==== Document passage
What if we look at them as pairs of vectors?
$$\left\{ \left[ \begin{array}{} 1 \\ 1 \end{array} \right], \left[ \begin{array}{} 1 \\ 1 \end{array} \right] \right\}, \left\{ \left[ \begin{array}{} 0 \\ 0 \end{array} \right], \left[ \begin{array}{} 0 \\ 1 \end{array} \right] \right\}, \left\{ \left[ \begin{array}{} 1 \\ 1 \end{array} \right], \left[ \begin{array}{} 3 \\ 3 \end{array} \right] \right\}$$
What's so special about them as opposed to $\left\{ \left[ \begin{array}{} 1 \\ 0 \end{array} \right], \left[ \begin{array}{} 0 \\ 1 \end{array} \right] \right\}$?
The vector are linearly dependent!
Theorem: If $A$ is invertible, then so is $A^{-1}$. And $({A^{-1}})^{-1}=A$.
Proof: Later.
Theorem: If $A,B$ are invertible, then so is $AB$, and $$(AB)^{-1} = B^{-1}A^{-1}.$$
This can be explained by thinking about matrices as functions:
Proof: Later.
========
==== Excerpted records
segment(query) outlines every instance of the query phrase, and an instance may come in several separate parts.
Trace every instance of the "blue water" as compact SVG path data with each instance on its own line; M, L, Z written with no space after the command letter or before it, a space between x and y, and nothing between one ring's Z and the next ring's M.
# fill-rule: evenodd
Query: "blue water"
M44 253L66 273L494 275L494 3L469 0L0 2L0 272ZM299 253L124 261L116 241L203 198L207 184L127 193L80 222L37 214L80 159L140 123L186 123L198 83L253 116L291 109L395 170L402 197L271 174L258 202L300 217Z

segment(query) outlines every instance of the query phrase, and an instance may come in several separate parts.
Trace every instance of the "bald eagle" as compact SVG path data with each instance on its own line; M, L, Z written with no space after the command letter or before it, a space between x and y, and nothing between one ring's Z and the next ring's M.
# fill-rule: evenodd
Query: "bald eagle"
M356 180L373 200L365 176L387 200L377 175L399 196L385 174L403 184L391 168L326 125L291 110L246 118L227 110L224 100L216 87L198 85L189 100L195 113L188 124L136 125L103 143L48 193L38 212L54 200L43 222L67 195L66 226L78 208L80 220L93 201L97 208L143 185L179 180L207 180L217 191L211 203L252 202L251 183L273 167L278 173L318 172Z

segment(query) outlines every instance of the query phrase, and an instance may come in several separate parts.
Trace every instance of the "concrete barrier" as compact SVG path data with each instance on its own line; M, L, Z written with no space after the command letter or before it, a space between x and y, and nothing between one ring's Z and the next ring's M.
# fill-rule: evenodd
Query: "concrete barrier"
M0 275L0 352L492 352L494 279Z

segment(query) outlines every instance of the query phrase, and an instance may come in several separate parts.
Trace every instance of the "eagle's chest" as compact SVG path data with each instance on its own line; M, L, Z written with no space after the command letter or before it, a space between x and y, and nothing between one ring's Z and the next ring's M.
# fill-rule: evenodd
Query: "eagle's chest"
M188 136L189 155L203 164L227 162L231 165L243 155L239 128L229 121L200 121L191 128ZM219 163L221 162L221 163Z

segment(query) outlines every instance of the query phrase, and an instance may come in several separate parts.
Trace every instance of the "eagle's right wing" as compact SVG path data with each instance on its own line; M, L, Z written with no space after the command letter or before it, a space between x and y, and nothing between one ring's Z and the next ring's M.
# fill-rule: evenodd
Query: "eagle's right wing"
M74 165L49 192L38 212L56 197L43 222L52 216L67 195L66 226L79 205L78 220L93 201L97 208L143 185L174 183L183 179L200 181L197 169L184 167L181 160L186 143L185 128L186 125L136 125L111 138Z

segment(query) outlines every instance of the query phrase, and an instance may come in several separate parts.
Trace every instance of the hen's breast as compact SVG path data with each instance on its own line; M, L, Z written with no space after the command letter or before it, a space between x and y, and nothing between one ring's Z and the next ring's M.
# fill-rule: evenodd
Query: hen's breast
========
Problems to solve
1. List every pair of vectors written out in the linear algebra notes, giving each vector's entries from top to bottom.
2. Return everything from "What if we look" down to "are linearly dependent!" in the linear algebra notes, copied word for word.

List of solutions
1.
1. [1, 1] and [1, 1]
2. [0, 0] and [0, 1]
3. [1, 1] and [3, 3]
4. [1, 0] and [0, 1]

2.
What if we look at them as pairs of vectors?
$$\left\{ \left[ \begin{array}{} 1 \\ 1 \end{array} \right], \left[ \begin{array}{} 1 \\ 1 \end{array} \right] \right\}, \left\{ \left[ \begin{array}{} 0 \\ 0 \end{array} \right], \left[ \begin{array}{} 0 \\ 1 \end{array} \right] \right\}, \left\{ \left[ \begin{array}{} 1 \\ 1 \end{array} \right], \left[ \begin{array}{} 3 \\ 3 \end{array} \right] \right\}$$
What's so special about them as opposed to $\left\{ \left[ \begin{array}{} 1 \\ 0 \end{array} \right], \left[ \begin{array}{} 0 \\ 1 \end{array} \right] \right\}$?
The vector are linearly dependent!